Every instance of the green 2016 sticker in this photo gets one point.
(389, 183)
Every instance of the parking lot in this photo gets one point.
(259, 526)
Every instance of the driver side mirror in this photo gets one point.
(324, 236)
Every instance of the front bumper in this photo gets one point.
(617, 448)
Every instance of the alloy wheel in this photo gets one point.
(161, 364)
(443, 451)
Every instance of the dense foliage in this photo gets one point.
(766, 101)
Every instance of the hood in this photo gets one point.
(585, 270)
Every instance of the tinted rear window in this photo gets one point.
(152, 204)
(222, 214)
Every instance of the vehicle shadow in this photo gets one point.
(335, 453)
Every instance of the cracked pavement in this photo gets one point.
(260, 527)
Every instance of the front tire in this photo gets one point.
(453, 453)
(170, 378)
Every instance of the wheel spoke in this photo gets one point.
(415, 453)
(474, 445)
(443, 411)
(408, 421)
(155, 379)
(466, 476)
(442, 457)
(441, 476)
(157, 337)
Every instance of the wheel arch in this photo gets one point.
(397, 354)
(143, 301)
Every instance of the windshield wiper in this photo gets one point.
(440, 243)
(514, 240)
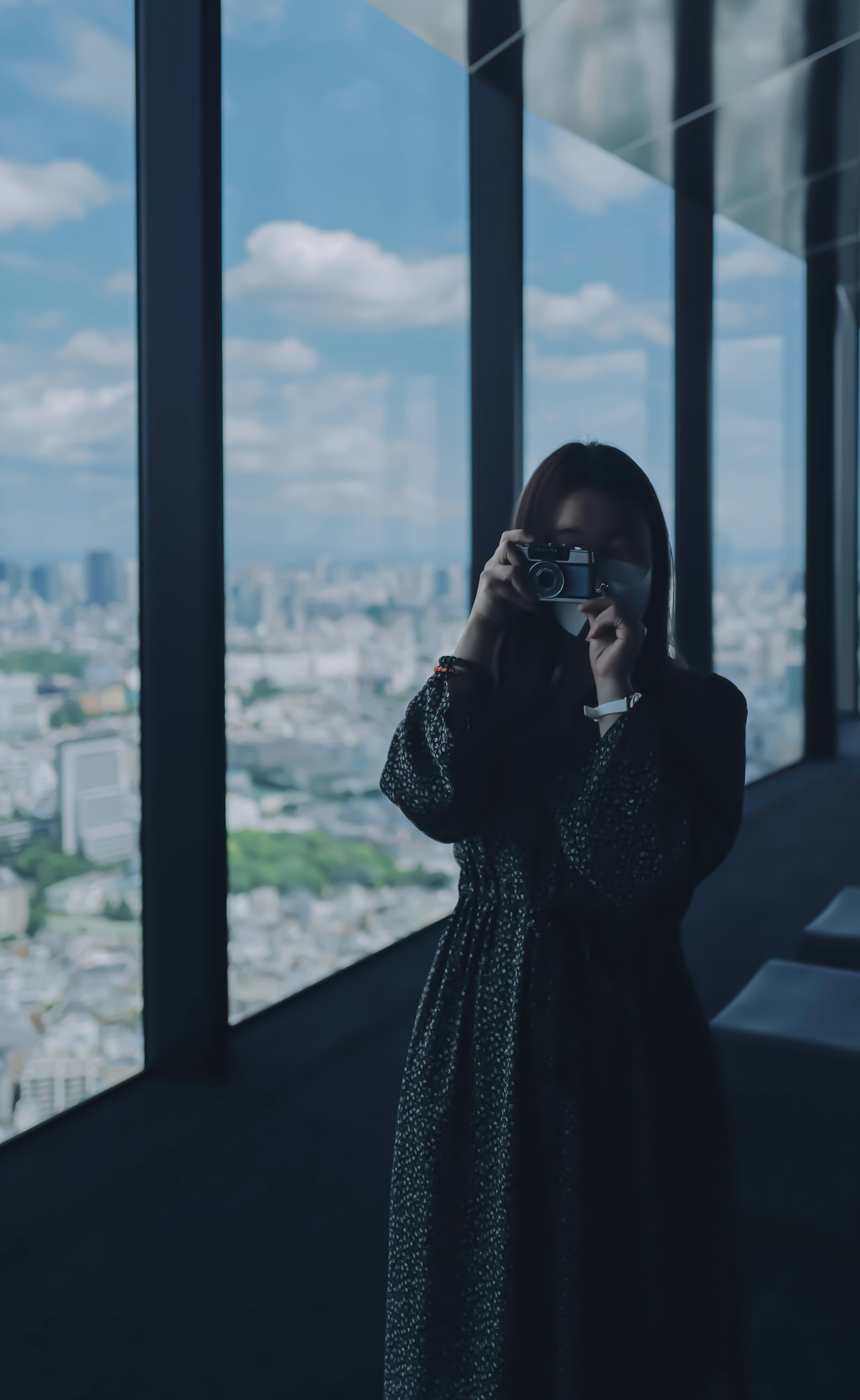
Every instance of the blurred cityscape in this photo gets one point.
(760, 622)
(321, 663)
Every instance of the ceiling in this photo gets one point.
(785, 96)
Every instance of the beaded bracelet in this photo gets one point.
(459, 663)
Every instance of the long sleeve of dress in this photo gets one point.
(440, 772)
(659, 798)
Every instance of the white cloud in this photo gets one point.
(599, 309)
(58, 419)
(40, 197)
(113, 349)
(748, 262)
(744, 363)
(580, 174)
(288, 356)
(341, 278)
(99, 72)
(333, 453)
(123, 282)
(576, 369)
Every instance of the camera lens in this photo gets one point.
(547, 580)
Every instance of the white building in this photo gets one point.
(15, 903)
(97, 800)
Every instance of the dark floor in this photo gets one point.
(799, 845)
(228, 1241)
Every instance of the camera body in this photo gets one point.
(559, 573)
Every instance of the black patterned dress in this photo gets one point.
(562, 1199)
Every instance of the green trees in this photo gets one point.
(316, 862)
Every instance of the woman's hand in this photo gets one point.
(502, 593)
(614, 644)
(502, 587)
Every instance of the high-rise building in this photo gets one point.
(96, 800)
(101, 577)
(12, 575)
(45, 582)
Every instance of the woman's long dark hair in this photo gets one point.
(611, 471)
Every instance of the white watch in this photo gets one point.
(611, 706)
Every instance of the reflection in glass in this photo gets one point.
(599, 303)
(69, 682)
(346, 381)
(760, 374)
(607, 80)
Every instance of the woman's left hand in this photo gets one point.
(614, 644)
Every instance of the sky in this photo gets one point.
(346, 299)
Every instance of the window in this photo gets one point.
(69, 682)
(597, 303)
(346, 418)
(760, 458)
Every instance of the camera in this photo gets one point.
(558, 573)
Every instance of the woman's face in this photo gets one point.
(608, 526)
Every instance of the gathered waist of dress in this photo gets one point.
(492, 887)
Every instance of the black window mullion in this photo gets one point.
(497, 271)
(694, 160)
(181, 534)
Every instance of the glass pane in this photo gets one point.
(69, 682)
(760, 460)
(346, 380)
(599, 303)
(607, 75)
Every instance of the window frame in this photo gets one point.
(178, 68)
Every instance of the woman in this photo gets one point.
(561, 1210)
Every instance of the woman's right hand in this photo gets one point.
(502, 593)
(503, 589)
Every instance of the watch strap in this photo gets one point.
(611, 706)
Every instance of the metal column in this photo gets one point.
(181, 535)
(845, 503)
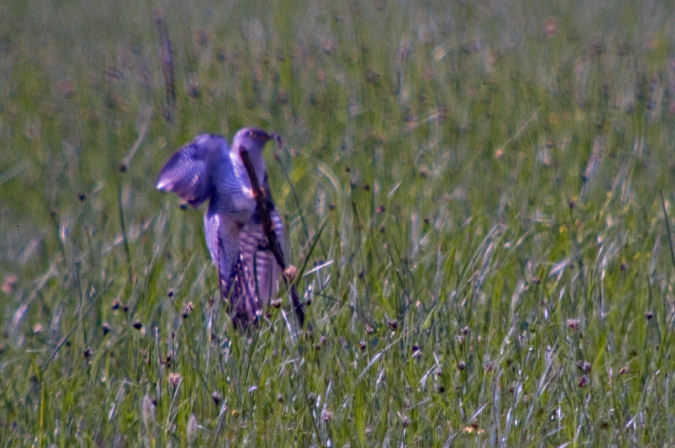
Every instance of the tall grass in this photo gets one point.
(474, 188)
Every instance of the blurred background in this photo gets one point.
(500, 171)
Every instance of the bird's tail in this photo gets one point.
(238, 289)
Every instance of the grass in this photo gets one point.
(494, 266)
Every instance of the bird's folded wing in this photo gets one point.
(258, 257)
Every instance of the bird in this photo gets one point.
(208, 169)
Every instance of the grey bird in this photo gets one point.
(208, 169)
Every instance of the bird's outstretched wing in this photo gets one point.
(188, 172)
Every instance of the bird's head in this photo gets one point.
(253, 141)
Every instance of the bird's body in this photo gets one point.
(208, 169)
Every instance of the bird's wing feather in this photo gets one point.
(259, 258)
(188, 172)
(237, 285)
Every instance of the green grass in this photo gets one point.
(488, 179)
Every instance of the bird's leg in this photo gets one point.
(273, 242)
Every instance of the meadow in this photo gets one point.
(478, 196)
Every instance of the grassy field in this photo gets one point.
(479, 194)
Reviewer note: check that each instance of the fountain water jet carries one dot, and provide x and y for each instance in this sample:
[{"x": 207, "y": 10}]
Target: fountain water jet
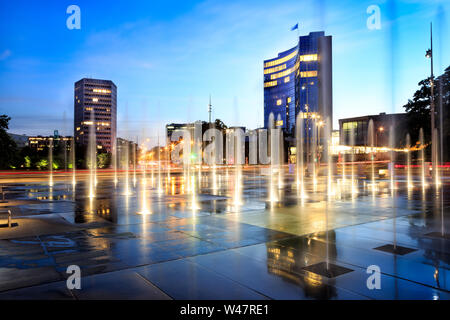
[
  {"x": 422, "y": 159},
  {"x": 300, "y": 156},
  {"x": 372, "y": 156},
  {"x": 126, "y": 162},
  {"x": 354, "y": 183},
  {"x": 408, "y": 161},
  {"x": 72, "y": 159},
  {"x": 50, "y": 162},
  {"x": 92, "y": 156}
]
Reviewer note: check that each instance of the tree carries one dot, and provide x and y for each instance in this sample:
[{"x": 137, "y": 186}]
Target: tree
[
  {"x": 8, "y": 148},
  {"x": 419, "y": 114}
]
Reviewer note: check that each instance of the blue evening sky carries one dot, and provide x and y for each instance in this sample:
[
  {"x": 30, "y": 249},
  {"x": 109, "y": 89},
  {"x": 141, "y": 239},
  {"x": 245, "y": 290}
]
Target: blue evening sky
[{"x": 166, "y": 57}]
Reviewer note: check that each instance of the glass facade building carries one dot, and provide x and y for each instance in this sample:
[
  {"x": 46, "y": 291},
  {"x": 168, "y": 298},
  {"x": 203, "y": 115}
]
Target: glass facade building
[
  {"x": 95, "y": 105},
  {"x": 299, "y": 80}
]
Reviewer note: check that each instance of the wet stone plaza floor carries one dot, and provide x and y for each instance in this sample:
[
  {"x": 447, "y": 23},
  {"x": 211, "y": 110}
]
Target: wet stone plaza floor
[{"x": 241, "y": 237}]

+===+

* [Assigned task]
Apart from the images, every line above needs to be printed again exactly.

* [Response area]
Every instance of the green 2016 sticker in this photo gets one point.
(389, 183)
Every instance of the parking lot in this photo gets one point.
(259, 526)
Every instance of the driver side mirror in this photo gets one point.
(324, 236)
Every instance of the front bumper in this photo gets one point.
(617, 448)
Every instance of the alloy wheel in this photo gets one point.
(161, 364)
(443, 451)
Every instance of the dense foliage in this photo gets one point.
(766, 101)
Every instance of the hood in this photo gets one point.
(585, 270)
Every instance of the tinted rear window in this photo gets one point.
(152, 204)
(222, 214)
Every instance of the vehicle shadow in this photo gets one point.
(335, 453)
Every instance of the cracked pavement in this photo gets one point.
(260, 527)
Every instance of the front tire in this photo gets one point.
(453, 453)
(170, 378)
Every instance of the wheel spoke in this photo gets one point.
(415, 453)
(474, 445)
(443, 411)
(408, 421)
(155, 379)
(466, 476)
(442, 457)
(441, 476)
(157, 337)
Every instance of the wheel arch in this photo gets one point.
(397, 354)
(143, 301)
Every instance of the windshield wiper in this photo gets one point.
(440, 243)
(514, 240)
Every instance of the blurred cityscape in this photo gets one point.
(760, 622)
(321, 663)
Every instance of the ceiling in this photo gets one point.
(785, 96)
Every instance of the beaded bracelet in this photo gets one point.
(459, 663)
Every instance of the long sleeve of dress in this photo gets one point.
(440, 772)
(659, 798)
Every instance of the white cloud in this photo gets one point.
(599, 309)
(58, 419)
(40, 197)
(113, 349)
(748, 262)
(744, 363)
(580, 174)
(288, 356)
(341, 278)
(99, 72)
(333, 453)
(123, 282)
(576, 369)
Every instance of the camera lens in this photo gets one point.
(547, 580)
Every instance of the white building in this photo gets one point.
(15, 903)
(97, 800)
Every instance of the dark floor in this photo gets one point.
(799, 845)
(228, 1241)
Every instance of the camera body in this photo gets one point.
(559, 573)
Every instance of the black patterned dress in this photo gets one point.
(562, 1199)
Every instance of the green trees in this photo gets one point.
(316, 862)
Every instance of the woman's hand in this photo gets one point.
(502, 593)
(614, 644)
(502, 587)
Every instance of the high-rise building in this photo gets one point.
(96, 800)
(101, 577)
(12, 575)
(45, 582)
Every instance of the woman's long dark hair in this photo gets one point.
(611, 471)
Every instance of the white watch in this photo gets one point.
(611, 706)
Every instance of the reflection in glass in this photo gets one point.
(599, 303)
(69, 682)
(346, 381)
(760, 374)
(607, 80)
Every instance of the woman's left hand in this photo gets one point.
(614, 644)
Every instance of the sky in this photo gets one point.
(346, 299)
Every instance of the window in this photo gets one point.
(69, 682)
(597, 303)
(346, 418)
(760, 458)
Every instance of the camera in this photo gets one point.
(558, 573)
Every instance of the woman's face in this photo gets one point.
(608, 526)
Every instance of the gathered waist of dress in this photo gets one point.
(492, 887)
Every instance of the black window mullion in this photo gets one point.
(497, 271)
(694, 160)
(181, 534)
Every instance of the glass pane in this photo gets one point.
(69, 682)
(760, 460)
(346, 380)
(599, 303)
(607, 75)
Every instance of the window frame in this photo gets one point.
(178, 68)
Every instance of the woman in this photo gets one point.
(561, 1210)
Every instance of the woman's right hand in this photo gets one point.
(502, 593)
(503, 589)
Every instance of the watch strap in this photo gets one point.
(611, 706)
Every instance of the metal column in this photo gets one point.
(181, 535)
(845, 503)
Every instance of the tall grass in this photo gets one point.
(474, 188)
Every instance of the blurred background in this photo gets one point.
(500, 171)
Every instance of the bird's tail in this photo gets one point.
(238, 289)
Every instance of the grass in this photo gets one point.
(494, 266)
Every instance of the bird's folded wing in this photo gets one point.
(258, 257)
Every instance of the bird in this photo gets one point.
(208, 169)
Every instance of the grey bird in this photo gets one point.
(208, 169)
Every instance of the bird's outstretched wing in this photo gets one point.
(188, 172)
Every instance of the bird's head in this photo gets one point.
(253, 141)
Every instance of the bird's body in this photo gets one point.
(208, 169)
Every instance of the bird's wing feather in this photo gets one point.
(259, 258)
(188, 172)
(237, 285)
Every instance of the green grass in this photo gets one point.
(488, 179)
Every instance of the bird's leg in this photo gets one point.
(273, 242)
Every instance of the meadow in this photo gets one point.
(478, 196)
Every instance of the grassy field in this photo gets one point.
(479, 194)
Reviewer note: check that each instance of the fountain water jet carries one dot, and provide x and y for each instance in this sample:
[{"x": 207, "y": 10}]
Target: fountain water jet
[
  {"x": 422, "y": 159},
  {"x": 300, "y": 156},
  {"x": 372, "y": 156},
  {"x": 126, "y": 162},
  {"x": 354, "y": 183},
  {"x": 408, "y": 161},
  {"x": 72, "y": 159},
  {"x": 50, "y": 162},
  {"x": 92, "y": 156}
]
Reviewer note: check that each instance of the tree carries one dot, and provide x and y for each instance in this sample:
[{"x": 137, "y": 186}]
Target: tree
[
  {"x": 8, "y": 148},
  {"x": 419, "y": 114}
]
Reviewer note: check that each instance of the blue evening sky carries one dot, and provide x and y for each instance in this sample:
[
  {"x": 30, "y": 249},
  {"x": 109, "y": 89},
  {"x": 141, "y": 239},
  {"x": 245, "y": 290}
]
Target: blue evening sky
[{"x": 166, "y": 57}]
Reviewer note: check that each instance of the glass facade building carries one dot, and provide x and y for each instance in this sample:
[
  {"x": 46, "y": 291},
  {"x": 168, "y": 298},
  {"x": 203, "y": 115}
]
Target: glass facade building
[
  {"x": 95, "y": 105},
  {"x": 299, "y": 80}
]
Reviewer note: check that each instance of the wet stone plaza floor carries one dot, and provide x and y for each instance in this sample:
[
  {"x": 447, "y": 23},
  {"x": 211, "y": 110}
]
Target: wet stone plaza floor
[{"x": 241, "y": 237}]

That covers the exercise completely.